### PASSAGE TO READ
::::::::

Well he still gave his life either way, and if the whole point was to buy time for the Resistance to escape then that wouldn't have worked too well if he were obliterated by the AT-ATs in the first few seconds of his big showdown with Kylo. He's not invincible after all, and I doubt even Yoda would have been able to withstand an attack like that.
As for it being aspirational to a new generation, it's still the legendary Luke Skywalker sacrificing himself in a showdown with the entire First Order, and using the most epic Jedi Mind Trick ever to make them look like complete fools so that the Resistance would have time to escape and live on. Which seems like a pretty badass move to me.
To be fair - he only stood (well, virtually at least) in front of the ATATs
because he wasn't really there. If he actually showed up, he would be stupid to do that.

::::::::

### DATASET EXCERPTS
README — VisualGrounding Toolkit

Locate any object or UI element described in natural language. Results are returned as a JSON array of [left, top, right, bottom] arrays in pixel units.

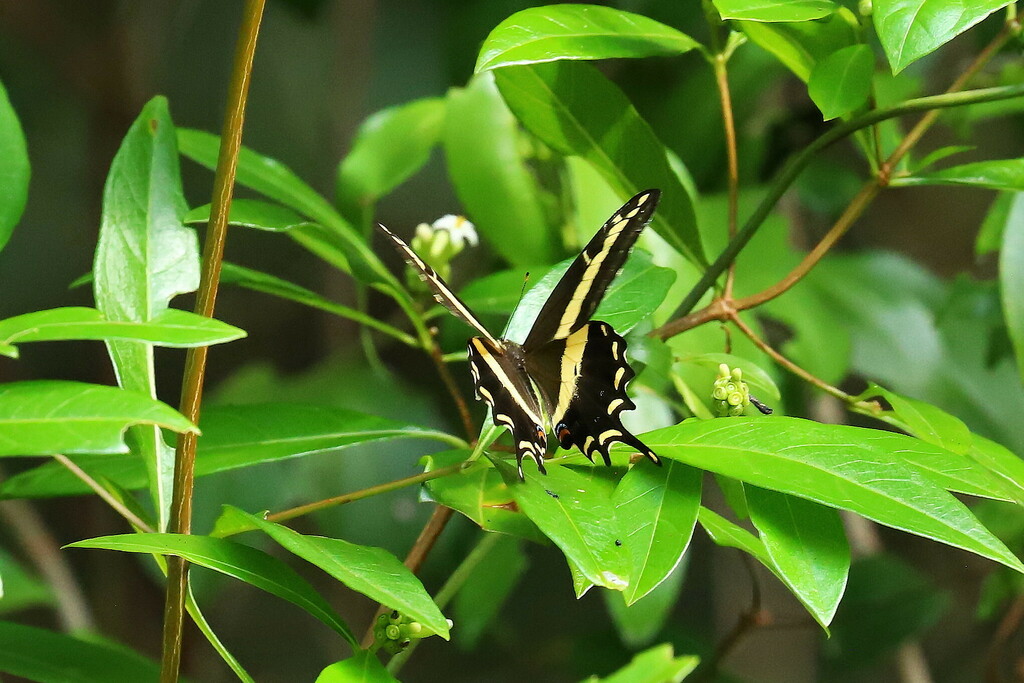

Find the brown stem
[[160, 0, 265, 683]]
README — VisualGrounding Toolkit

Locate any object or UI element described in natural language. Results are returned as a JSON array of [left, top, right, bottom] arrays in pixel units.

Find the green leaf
[[999, 184, 1024, 379], [611, 462, 702, 605], [495, 61, 706, 264], [871, 0, 1010, 74], [894, 158, 1024, 190], [644, 417, 1024, 571], [0, 403, 453, 498], [807, 45, 874, 121], [443, 74, 557, 265], [714, 0, 840, 22], [337, 97, 445, 225], [0, 380, 199, 460], [314, 650, 398, 683], [183, 199, 312, 232], [239, 506, 450, 640], [745, 486, 850, 628], [0, 78, 30, 251], [0, 622, 160, 683], [0, 306, 246, 356], [475, 4, 699, 73], [65, 533, 358, 647], [584, 643, 700, 683], [498, 461, 630, 591]]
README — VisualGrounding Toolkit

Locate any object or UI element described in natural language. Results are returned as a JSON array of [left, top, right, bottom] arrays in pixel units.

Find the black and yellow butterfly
[[378, 189, 660, 478]]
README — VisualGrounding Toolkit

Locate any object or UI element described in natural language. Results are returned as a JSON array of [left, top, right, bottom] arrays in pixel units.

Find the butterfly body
[[379, 189, 660, 478]]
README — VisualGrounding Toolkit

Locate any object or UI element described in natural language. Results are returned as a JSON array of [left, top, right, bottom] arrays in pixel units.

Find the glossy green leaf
[[66, 533, 358, 647], [643, 417, 1024, 571], [745, 486, 850, 627], [584, 643, 700, 683], [714, 0, 840, 22], [611, 461, 703, 605], [337, 97, 445, 225], [476, 4, 698, 73], [184, 199, 310, 232], [0, 78, 31, 251], [499, 462, 630, 591], [895, 158, 1024, 190], [0, 380, 198, 460], [444, 74, 558, 265], [495, 61, 705, 263], [0, 403, 453, 498], [807, 45, 874, 121], [0, 622, 160, 683], [871, 0, 1010, 74], [0, 306, 246, 357], [314, 650, 398, 683], [236, 510, 450, 640]]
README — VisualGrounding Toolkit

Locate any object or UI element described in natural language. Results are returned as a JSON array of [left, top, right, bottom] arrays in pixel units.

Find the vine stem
[[160, 0, 265, 683]]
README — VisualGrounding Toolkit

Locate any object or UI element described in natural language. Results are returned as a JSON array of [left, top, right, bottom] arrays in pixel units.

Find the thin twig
[[160, 0, 265, 683]]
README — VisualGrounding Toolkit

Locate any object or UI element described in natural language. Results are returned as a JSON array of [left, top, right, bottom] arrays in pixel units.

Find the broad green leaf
[[871, 0, 1010, 74], [92, 97, 200, 529], [644, 417, 1024, 572], [475, 4, 698, 73], [737, 7, 860, 82], [584, 643, 700, 683], [239, 506, 450, 640], [65, 533, 358, 647], [424, 450, 547, 543], [184, 199, 310, 232], [0, 622, 160, 683], [0, 380, 199, 462], [337, 97, 445, 225], [452, 535, 528, 650], [495, 61, 706, 264], [611, 461, 702, 605], [807, 45, 874, 121], [895, 158, 1024, 190], [0, 403, 453, 498], [714, 0, 840, 22], [999, 184, 1024, 379], [443, 74, 558, 265], [314, 650, 398, 683], [0, 306, 246, 357], [498, 462, 629, 591], [0, 83, 30, 251], [745, 486, 850, 628]]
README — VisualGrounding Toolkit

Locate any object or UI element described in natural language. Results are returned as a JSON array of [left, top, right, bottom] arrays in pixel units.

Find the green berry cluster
[[711, 362, 751, 418]]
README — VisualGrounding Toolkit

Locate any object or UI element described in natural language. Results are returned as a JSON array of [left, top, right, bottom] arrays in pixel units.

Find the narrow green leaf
[[237, 510, 450, 640], [0, 78, 31, 251], [0, 306, 246, 356], [337, 97, 445, 225], [611, 461, 703, 605], [584, 643, 700, 683], [475, 4, 699, 73], [0, 380, 199, 460], [65, 533, 358, 647], [499, 462, 629, 591], [871, 0, 1010, 74], [644, 417, 1024, 572], [0, 405, 458, 498], [495, 61, 706, 264], [807, 45, 874, 121], [443, 74, 558, 265], [745, 486, 850, 628], [314, 650, 398, 683], [183, 199, 311, 232], [0, 622, 160, 683], [714, 0, 840, 22]]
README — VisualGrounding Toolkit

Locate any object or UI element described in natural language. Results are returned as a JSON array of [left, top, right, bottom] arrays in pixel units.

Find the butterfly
[[378, 189, 662, 479]]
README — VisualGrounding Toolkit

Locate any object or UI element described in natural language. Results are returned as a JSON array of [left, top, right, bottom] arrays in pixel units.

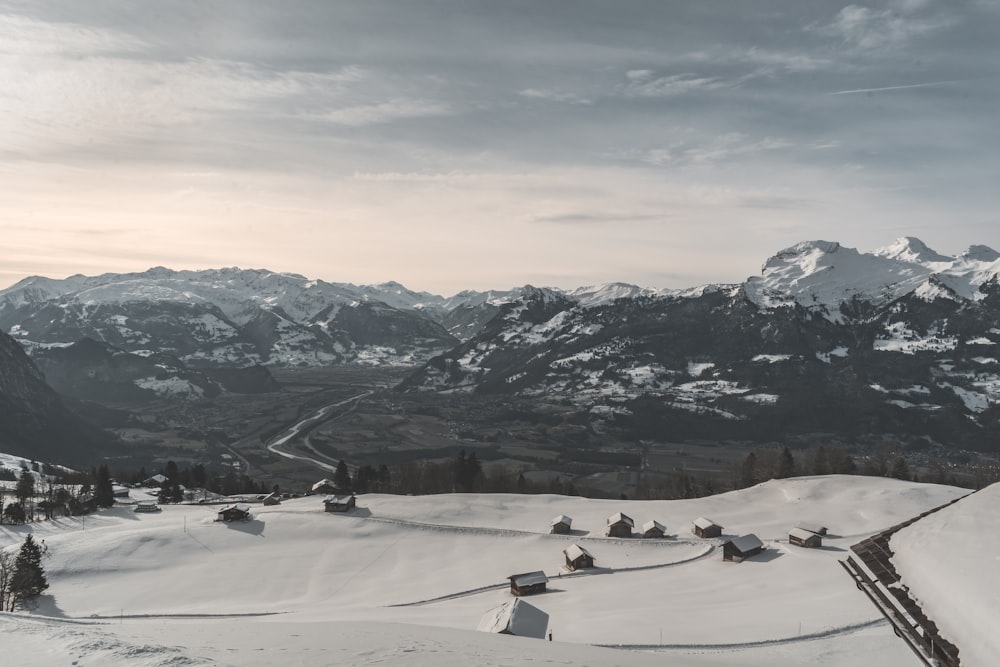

::::::::

### WHAT NEEDS TO BE DONE
In the Luke Skywalker discussion, what was the purpose of Luke's showdown with Kylo? The rows have nothing to do with the Luke Skywalker discussion.

### EXERCISE RESULT
To buy time for the Resistance to escape.